Stored records

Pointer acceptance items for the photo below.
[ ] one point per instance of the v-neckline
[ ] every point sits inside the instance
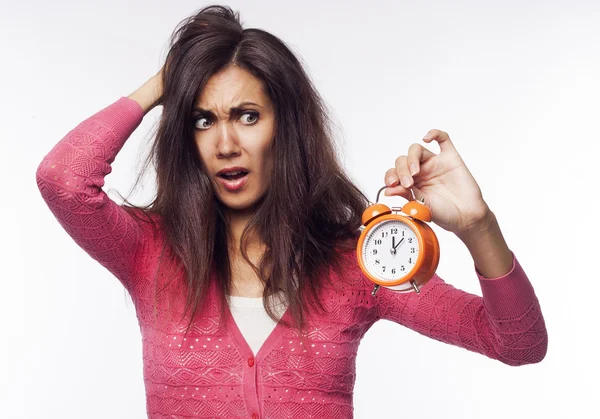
(269, 341)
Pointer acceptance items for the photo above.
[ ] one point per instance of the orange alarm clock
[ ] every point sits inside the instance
(399, 252)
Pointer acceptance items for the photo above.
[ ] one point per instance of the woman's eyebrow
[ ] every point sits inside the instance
(234, 110)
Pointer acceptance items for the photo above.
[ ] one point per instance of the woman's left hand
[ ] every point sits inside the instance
(443, 181)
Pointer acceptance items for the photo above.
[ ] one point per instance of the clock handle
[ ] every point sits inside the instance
(412, 282)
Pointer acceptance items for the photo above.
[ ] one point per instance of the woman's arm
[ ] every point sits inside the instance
(71, 176)
(505, 324)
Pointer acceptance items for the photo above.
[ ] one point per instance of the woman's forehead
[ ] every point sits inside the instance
(231, 87)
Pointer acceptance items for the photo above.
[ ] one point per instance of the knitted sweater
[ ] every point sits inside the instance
(212, 372)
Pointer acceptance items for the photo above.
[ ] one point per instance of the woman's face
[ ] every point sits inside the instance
(234, 128)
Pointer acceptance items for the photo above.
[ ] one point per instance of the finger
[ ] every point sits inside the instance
(417, 154)
(399, 190)
(393, 187)
(391, 178)
(442, 138)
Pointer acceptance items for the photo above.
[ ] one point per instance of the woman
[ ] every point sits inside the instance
(253, 208)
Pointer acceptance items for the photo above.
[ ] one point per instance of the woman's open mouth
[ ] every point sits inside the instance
(233, 180)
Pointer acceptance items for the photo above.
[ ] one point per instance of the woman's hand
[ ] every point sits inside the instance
(443, 181)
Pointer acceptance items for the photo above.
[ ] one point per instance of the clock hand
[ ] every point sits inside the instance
(400, 242)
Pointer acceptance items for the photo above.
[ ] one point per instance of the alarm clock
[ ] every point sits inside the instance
(399, 252)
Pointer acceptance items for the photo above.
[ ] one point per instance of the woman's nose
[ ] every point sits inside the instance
(227, 144)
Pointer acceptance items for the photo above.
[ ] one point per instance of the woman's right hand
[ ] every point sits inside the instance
(150, 93)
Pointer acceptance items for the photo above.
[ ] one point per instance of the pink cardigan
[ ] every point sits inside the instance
(212, 372)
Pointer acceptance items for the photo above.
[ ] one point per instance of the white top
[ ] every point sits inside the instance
(252, 319)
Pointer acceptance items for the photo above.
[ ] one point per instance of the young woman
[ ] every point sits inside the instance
(242, 269)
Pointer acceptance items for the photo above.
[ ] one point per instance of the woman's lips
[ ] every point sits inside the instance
(233, 185)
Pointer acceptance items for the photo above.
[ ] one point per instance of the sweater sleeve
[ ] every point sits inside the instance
(70, 179)
(505, 324)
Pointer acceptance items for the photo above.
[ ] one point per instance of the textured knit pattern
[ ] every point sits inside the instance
(212, 372)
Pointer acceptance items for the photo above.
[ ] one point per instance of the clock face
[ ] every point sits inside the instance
(390, 250)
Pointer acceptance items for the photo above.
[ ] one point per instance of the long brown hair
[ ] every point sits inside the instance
(312, 209)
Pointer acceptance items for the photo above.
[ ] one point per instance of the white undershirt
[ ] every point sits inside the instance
(252, 319)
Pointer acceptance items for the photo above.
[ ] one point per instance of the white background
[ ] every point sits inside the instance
(516, 85)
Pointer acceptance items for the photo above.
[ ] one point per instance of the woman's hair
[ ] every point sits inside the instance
(311, 211)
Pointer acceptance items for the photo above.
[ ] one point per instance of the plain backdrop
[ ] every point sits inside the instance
(515, 84)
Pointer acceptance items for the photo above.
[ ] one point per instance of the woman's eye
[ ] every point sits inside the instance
(202, 123)
(249, 118)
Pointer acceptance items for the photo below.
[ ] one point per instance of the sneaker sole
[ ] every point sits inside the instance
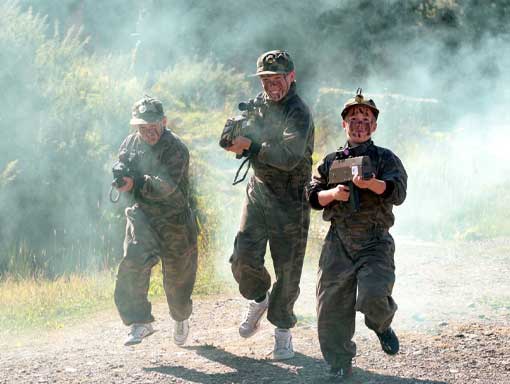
(283, 357)
(128, 343)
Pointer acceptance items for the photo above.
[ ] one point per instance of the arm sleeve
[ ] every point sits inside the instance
(174, 168)
(288, 151)
(395, 176)
(318, 183)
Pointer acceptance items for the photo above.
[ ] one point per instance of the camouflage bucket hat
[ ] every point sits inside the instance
(147, 110)
(359, 100)
(273, 63)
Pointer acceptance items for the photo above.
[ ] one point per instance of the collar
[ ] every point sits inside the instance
(353, 151)
(290, 94)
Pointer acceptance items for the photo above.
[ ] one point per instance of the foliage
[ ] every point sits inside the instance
(69, 117)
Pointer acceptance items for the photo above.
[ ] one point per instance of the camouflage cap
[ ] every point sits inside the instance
(359, 100)
(146, 110)
(273, 63)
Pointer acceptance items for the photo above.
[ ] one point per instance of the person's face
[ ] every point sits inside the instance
(151, 132)
(359, 124)
(277, 86)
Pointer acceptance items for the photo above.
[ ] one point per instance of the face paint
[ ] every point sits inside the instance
(275, 86)
(150, 133)
(359, 125)
(359, 129)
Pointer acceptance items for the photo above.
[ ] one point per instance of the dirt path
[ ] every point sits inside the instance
(453, 323)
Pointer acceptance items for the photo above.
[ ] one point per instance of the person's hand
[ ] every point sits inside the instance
(363, 184)
(128, 186)
(340, 193)
(239, 144)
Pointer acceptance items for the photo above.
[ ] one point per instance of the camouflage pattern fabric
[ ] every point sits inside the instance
(275, 209)
(160, 225)
(357, 255)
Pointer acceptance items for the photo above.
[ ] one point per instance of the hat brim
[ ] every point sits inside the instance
(138, 121)
(374, 110)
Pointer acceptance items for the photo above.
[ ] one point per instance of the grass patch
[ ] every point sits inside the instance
(51, 304)
(40, 303)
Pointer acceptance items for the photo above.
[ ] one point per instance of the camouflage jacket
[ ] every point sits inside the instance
(283, 140)
(375, 210)
(162, 187)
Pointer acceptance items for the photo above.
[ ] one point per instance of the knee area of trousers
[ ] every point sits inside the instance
(371, 301)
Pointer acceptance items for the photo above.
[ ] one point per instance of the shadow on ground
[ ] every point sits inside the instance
(246, 370)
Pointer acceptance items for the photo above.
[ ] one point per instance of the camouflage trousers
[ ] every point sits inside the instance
(150, 239)
(278, 215)
(353, 259)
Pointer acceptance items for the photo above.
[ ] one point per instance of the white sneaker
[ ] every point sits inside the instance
(282, 344)
(181, 331)
(138, 332)
(251, 322)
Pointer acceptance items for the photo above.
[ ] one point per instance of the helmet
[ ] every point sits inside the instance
(359, 100)
(274, 62)
(146, 110)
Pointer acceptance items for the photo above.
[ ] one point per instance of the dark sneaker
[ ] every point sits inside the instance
(339, 374)
(389, 341)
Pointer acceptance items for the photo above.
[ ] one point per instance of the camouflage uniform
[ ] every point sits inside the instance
(160, 225)
(275, 208)
(357, 254)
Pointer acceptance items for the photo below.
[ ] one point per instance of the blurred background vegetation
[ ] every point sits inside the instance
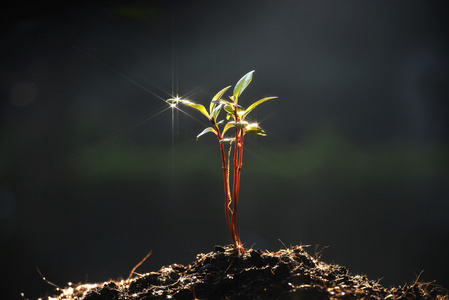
(95, 172)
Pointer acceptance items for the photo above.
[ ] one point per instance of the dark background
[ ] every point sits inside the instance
(92, 177)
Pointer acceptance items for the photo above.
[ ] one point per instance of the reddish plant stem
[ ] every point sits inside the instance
(226, 188)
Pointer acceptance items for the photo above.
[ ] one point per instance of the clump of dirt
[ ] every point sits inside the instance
(225, 274)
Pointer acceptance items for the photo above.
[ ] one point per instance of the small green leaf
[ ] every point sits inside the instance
(220, 93)
(172, 100)
(255, 104)
(198, 107)
(216, 111)
(221, 101)
(241, 124)
(208, 129)
(254, 128)
(229, 109)
(217, 98)
(228, 126)
(242, 84)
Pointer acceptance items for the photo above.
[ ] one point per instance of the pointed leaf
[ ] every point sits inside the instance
(230, 140)
(221, 101)
(241, 124)
(217, 98)
(228, 125)
(229, 109)
(255, 128)
(172, 100)
(198, 107)
(216, 111)
(255, 104)
(208, 129)
(220, 93)
(242, 84)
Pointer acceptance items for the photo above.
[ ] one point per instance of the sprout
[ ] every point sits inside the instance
(235, 114)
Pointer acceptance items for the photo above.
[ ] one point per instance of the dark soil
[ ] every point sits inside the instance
(224, 274)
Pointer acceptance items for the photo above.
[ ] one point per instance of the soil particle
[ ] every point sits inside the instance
(224, 274)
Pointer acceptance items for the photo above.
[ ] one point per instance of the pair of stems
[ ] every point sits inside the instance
(231, 212)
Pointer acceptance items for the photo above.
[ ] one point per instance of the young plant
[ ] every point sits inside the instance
(238, 127)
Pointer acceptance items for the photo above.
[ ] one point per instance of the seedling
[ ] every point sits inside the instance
(236, 120)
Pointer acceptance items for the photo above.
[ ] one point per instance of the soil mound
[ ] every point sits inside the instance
(224, 274)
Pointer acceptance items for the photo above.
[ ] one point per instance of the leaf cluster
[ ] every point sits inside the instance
(235, 113)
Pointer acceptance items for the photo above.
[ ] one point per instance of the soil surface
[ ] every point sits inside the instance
(224, 274)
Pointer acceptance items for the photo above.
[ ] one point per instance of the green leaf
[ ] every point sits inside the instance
(216, 111)
(217, 98)
(242, 84)
(230, 109)
(230, 140)
(228, 126)
(255, 104)
(172, 100)
(254, 128)
(208, 129)
(198, 107)
(241, 124)
(221, 101)
(220, 93)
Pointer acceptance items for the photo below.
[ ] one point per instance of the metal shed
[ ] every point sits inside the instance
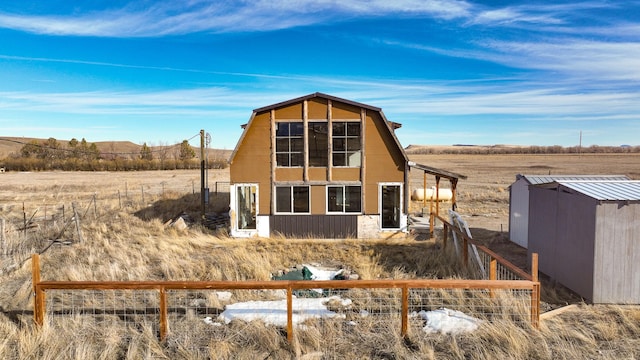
(519, 200)
(587, 234)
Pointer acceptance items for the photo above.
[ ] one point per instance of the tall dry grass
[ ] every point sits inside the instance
(133, 243)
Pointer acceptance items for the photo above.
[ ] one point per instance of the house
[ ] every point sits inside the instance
(587, 234)
(519, 200)
(320, 166)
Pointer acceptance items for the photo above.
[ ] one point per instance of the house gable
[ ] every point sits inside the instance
(317, 145)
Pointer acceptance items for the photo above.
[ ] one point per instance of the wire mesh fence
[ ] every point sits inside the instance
(201, 316)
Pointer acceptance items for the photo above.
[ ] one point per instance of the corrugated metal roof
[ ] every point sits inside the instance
(606, 190)
(543, 179)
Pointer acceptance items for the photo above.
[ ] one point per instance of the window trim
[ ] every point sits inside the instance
(326, 150)
(289, 152)
(292, 212)
(346, 152)
(237, 210)
(343, 212)
(401, 186)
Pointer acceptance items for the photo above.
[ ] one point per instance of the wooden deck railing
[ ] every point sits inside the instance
(41, 287)
(495, 259)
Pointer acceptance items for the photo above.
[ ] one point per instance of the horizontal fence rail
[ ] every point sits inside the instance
(496, 267)
(173, 307)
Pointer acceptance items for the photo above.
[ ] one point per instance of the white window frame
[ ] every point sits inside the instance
(236, 225)
(346, 138)
(289, 152)
(380, 186)
(343, 212)
(292, 212)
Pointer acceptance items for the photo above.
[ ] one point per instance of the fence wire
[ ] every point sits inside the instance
(201, 322)
(112, 309)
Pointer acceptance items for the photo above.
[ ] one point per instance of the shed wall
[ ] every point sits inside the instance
(519, 212)
(617, 253)
(562, 232)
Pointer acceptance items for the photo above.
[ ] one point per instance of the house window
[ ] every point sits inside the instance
(318, 144)
(344, 199)
(289, 144)
(346, 144)
(246, 206)
(292, 199)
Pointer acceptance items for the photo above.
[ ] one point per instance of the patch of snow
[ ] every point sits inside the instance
(275, 312)
(448, 321)
(223, 295)
(320, 274)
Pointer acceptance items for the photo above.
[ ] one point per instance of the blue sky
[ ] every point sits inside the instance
(452, 72)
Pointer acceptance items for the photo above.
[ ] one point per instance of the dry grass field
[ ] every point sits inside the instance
(125, 238)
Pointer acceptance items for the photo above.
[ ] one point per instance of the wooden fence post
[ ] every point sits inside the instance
(465, 250)
(163, 314)
(432, 219)
(3, 240)
(38, 293)
(535, 306)
(95, 207)
(405, 310)
(445, 236)
(290, 314)
(493, 274)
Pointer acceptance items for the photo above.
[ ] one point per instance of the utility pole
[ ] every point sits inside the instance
(202, 187)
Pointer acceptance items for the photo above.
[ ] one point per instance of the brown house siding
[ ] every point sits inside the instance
(253, 161)
(318, 226)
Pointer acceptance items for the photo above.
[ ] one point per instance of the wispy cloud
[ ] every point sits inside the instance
(171, 17)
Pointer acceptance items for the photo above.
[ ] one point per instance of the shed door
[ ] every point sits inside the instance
(390, 205)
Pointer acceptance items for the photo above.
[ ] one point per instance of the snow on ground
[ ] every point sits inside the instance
(275, 312)
(448, 321)
(320, 274)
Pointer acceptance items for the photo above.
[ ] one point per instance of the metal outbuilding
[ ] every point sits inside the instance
(519, 200)
(587, 234)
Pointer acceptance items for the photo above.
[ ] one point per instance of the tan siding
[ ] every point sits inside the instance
(289, 174)
(341, 111)
(346, 174)
(384, 163)
(318, 200)
(318, 174)
(252, 163)
(617, 256)
(291, 112)
(317, 109)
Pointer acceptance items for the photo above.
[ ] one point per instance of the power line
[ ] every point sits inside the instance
(43, 145)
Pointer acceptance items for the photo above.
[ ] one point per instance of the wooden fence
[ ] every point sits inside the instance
(532, 288)
(496, 262)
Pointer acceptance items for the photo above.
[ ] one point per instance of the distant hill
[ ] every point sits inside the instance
(9, 145)
(516, 149)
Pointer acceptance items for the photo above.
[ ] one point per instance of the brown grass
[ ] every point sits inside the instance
(122, 244)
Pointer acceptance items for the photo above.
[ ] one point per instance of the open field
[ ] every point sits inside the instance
(124, 239)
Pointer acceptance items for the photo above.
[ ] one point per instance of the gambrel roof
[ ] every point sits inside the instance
(391, 126)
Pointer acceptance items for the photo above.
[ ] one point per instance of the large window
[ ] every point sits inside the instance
(289, 144)
(346, 144)
(344, 199)
(292, 199)
(318, 144)
(246, 206)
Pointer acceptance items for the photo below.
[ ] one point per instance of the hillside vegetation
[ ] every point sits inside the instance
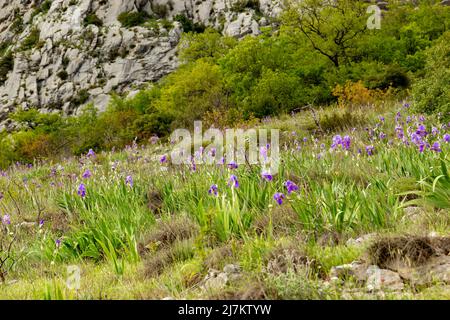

### Exercise goal
Please count the lines in the items above that contain the word "soil", and reply with only that number.

### Result for this exercise
4